Extrait fourni:
━━━━━━

En 1898, le grand architecte Ito Chuta [1] défend dans sa thèse l’idée que le temple du Horyuji à Nara « puise son origine dans l’art gréco-bouddhique ». Il avait été frappé du fait que « les colonnes ont une entasis (le mot technique grec pour ‟galbe”) et que les consoles d’encorbellement sont en forme de chapiteaux, ce qui est très occidental. C’est une copie directe des méthodes indiennes, elles-mêmes originellement importées de l’Occident ». Il contribuait ainsi à un débat qui animait les esprits depuis l’ère Meiji, celui des origines du Japon. Validée par des études précises des rapports de proportion, de l’organisation générale de l’espace, des motifs décoratifs, cette ressemblance est d’autant plus troublante qu’elle s’applique aux principaux temples de Nara, la plus ancienne capitale fixe du Japon, au VIIIe siècle de notre ère. On est donc bien là devant ce qui peut être tenu pour « la quintessence de l’architecture japonaise ».

━━━━━━

Lignes d'étiquetage de lieux
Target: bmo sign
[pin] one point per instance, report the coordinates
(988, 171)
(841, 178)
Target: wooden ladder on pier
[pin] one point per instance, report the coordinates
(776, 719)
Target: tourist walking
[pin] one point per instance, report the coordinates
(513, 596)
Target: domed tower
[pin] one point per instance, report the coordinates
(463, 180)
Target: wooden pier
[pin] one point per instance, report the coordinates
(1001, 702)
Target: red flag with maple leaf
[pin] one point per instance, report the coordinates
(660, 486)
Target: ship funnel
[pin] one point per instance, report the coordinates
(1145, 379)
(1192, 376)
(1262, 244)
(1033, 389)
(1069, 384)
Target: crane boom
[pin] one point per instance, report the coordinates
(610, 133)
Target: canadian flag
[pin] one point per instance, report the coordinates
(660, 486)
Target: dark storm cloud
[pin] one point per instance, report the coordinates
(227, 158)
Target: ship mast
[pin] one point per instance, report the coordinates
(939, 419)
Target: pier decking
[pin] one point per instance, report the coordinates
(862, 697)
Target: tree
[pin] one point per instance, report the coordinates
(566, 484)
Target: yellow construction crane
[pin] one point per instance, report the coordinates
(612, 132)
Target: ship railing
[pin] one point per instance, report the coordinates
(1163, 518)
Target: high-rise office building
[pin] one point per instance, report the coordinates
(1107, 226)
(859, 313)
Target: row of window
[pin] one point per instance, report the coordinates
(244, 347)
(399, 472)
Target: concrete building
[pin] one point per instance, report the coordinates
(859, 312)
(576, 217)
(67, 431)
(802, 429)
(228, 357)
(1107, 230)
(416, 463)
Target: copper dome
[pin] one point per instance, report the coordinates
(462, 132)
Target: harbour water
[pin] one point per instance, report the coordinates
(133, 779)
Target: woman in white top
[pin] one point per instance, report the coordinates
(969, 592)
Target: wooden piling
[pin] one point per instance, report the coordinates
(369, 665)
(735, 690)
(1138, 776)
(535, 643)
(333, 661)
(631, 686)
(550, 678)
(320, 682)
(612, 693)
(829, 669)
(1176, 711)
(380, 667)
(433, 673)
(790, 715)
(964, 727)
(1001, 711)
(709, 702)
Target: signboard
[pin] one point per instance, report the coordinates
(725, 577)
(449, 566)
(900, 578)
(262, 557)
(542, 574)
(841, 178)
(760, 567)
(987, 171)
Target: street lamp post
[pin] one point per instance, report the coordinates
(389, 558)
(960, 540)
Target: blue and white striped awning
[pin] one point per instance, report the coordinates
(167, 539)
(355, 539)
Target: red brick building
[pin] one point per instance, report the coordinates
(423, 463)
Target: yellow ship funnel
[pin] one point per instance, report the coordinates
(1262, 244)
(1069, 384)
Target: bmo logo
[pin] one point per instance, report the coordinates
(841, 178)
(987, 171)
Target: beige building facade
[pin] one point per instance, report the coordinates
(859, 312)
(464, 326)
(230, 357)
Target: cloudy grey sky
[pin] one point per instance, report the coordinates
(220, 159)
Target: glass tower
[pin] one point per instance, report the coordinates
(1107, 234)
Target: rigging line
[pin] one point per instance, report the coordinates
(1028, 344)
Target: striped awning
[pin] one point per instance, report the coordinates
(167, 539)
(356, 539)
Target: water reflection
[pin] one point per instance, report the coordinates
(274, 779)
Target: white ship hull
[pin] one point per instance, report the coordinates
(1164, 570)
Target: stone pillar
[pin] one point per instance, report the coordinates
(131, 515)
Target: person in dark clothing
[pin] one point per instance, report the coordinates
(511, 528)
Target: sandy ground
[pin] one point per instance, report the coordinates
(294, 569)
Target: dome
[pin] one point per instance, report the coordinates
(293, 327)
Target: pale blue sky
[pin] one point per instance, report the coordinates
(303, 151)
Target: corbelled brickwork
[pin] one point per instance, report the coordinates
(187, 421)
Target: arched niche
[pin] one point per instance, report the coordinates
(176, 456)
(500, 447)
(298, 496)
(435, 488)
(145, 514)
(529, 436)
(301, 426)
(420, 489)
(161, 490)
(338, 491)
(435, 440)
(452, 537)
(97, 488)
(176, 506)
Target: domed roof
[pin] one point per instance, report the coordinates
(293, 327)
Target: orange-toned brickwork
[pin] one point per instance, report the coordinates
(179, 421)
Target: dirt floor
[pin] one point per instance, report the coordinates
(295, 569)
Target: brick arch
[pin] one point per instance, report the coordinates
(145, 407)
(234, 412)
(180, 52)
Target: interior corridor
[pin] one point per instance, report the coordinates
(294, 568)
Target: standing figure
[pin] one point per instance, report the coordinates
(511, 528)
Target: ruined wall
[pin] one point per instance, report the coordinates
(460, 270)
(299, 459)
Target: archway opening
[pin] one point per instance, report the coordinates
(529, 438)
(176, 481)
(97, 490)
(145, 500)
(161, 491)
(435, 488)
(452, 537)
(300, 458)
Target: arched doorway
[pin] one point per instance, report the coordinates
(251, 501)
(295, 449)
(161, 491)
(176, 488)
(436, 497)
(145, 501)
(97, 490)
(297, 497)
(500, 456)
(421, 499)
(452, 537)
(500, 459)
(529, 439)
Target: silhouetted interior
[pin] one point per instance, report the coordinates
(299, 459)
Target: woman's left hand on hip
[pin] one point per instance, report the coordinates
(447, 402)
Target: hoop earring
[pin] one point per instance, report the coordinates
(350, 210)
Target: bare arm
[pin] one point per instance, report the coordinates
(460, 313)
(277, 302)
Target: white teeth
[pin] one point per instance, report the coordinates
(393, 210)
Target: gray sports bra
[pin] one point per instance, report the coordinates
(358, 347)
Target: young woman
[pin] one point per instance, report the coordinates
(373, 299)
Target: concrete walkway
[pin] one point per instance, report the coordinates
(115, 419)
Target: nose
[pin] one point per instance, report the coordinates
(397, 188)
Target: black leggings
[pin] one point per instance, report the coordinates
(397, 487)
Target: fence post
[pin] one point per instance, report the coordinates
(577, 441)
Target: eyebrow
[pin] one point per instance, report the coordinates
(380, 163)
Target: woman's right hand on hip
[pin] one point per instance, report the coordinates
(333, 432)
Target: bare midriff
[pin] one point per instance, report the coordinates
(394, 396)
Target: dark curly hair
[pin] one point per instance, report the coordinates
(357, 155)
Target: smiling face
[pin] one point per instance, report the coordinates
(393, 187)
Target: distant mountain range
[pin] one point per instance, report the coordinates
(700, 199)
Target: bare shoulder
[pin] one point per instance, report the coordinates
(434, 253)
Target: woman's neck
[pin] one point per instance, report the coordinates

━━━━━━

Travail demandé:
A: Répondez aux questions suivantes d'après l'extrait sur le temple du Horyuji :
(i) En quelle année Ito Chuta défend-il sa thèse ?
(ii) Quel mot technique grec désigne le galbe des colonnes ?
(iii) À quel siècle Nara est-elle la plus ancienne capitale fixe du Japon ?
B: Dressez la liste des aspects examinés par les études précises qui, selon l'extrait sur le temple du Horyuji, valident la ressemblance.
C: Indiquez si chaque affirmation concorde avec l'extrait sur le temple du Horyuji, en répondant par oui ou non et en citant les mots décisifs :
(i) Ito Chuta jugeait très occidentale la forme des consoles d'encorbellement.
(ii) Le débat sur les origines du Japon remonte au VIIIe siècle.
(iii) La ressemblance relevée ne concerne que le Horyuji.

Réponses:
A:
(i) En 1898.
(ii) Le mot « entasis ».
(iii) Au VIIIe siècle de notre ère.

B:
- les rapports de proportion
- l'organisation générale de l'espace
- les motifs décoratifs

C:
(i) Oui : « les consoles d’encorbellement sont en forme de chapiteaux, ce qui est très occidental ».
(ii) Non : « un débat qui animait les esprits depuis l’ère Meiji ».
(iii) Non : « elle s’applique aux principaux temples de Nara ».